MatchUp Information Retrieval Library

Match up is a PURE-Python library based on Information Retrieval (IR) concepts. Here are implemented five IR models (Boolean, Vector Space, Probabilistic, Extended Boolean, Generalized Vector and Belief Network) that can be tested and compared through a collection of documents and a query. The result will be a query-based similarity rank that can be used to get insights about the collection.

Simple Guide

Vocabulary

Let’s start creating our collection. The first thing you should to do is import the Vocabulary object.:

from matchup.structure.vocabulary import Vocabulary

The Vocabulary allows us to manage and process documents that will be part of our collection. Now we can build our own vocabulary and import some files to it.:

vocabulary = Vocabulary('path/to/save/collection')
vocabulary.import_file('path/to/txt/file')
vocabulary.import_folder('path/to/folder')

Well, we can see with this example that it is possible to import one single file, but you can also import all text files in a directory. With that, the files are set, but not processed yet. Let’s do this.:

vocabulary.index_files()

We now have a data structure that allows us to query and extract insights from the collection that was built before. If you want to persist it in memory, you can.:

vocabulary.save()

And this method will persist the data structure on the path that had been set before, in Vocabulary constructor. To retrieve this structure, it’s simple.:

vocabulary.import_collection()

Ok, that is all about the most important structure of this library. Now we’ll learn how to make queries.

Query

Another pillar of this library is the query concept. Queries is responsible to extract insights about the collection. The first to do working with queries, is to import the module.:

from matchup.structure.query import Query

There are just one way to make queries: with plain text. If you want to do a query with a file, you need firstly process this file in a string format, and then use it. Let’s explore the Query structure with plain text approach.:

query = Query(vocabulary=vocabulary)
query.ask()  # here start an IO operation

You can also pass the answer with a param.:

query.ask(answer="plain text")

After running this method, nothing happened !! This is because you haven’t configured your search engine settings yet. We can configure the search engine and execute the query at the same time.:

# needs the import : from matchup.models.algorithms import Boolean
response = query.search(model=Boolean())

That’s it! Now we have a response for its query. The Boolean model it is the most simple IR model, it doesn’t need any other param. All the other models need weighting params, for example, that are configured by the named-params ‘tf’ and ‘idf’. Learn more on Query documentation.

Indices and tables

Status

Unstable. Building version 1.0

══════════

#### TO-DO ITEM A
Please list every method the MatchUp guide calls on the vocabulary object.
#### TO-DO ITEM B
Return the MatchUp guide's wording starting with "from matchup.structure.vocabulary import" and going on through "vocabulary.import_file('path/to/txt/file')".
The listing has no connection to the MatchUp guide.

#### EXERCISE DATA
══════════

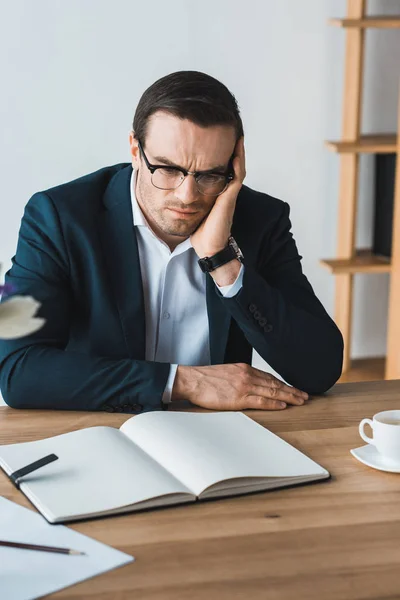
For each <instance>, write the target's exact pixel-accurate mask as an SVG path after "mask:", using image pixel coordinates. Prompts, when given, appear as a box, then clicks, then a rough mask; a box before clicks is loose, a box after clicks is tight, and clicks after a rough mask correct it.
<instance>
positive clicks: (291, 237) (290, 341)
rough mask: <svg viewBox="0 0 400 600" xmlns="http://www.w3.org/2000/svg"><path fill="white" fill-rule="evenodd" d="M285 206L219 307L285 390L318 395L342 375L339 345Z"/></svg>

══════════

#### EXERCISE RESULT A
import_file, import_folder, index_files, save, import_collection

#### EXERCISE RESULT B
from matchup.structure.vocabulary import Vocabulary

The Vocabulary allows us to manage and process documents that will be part of our collection. Now we can build our own vocabulary and import some files to it.:

vocabulary = Vocabulary('path/to/save/collection')
vocabulary.import_file('path/to/txt/file')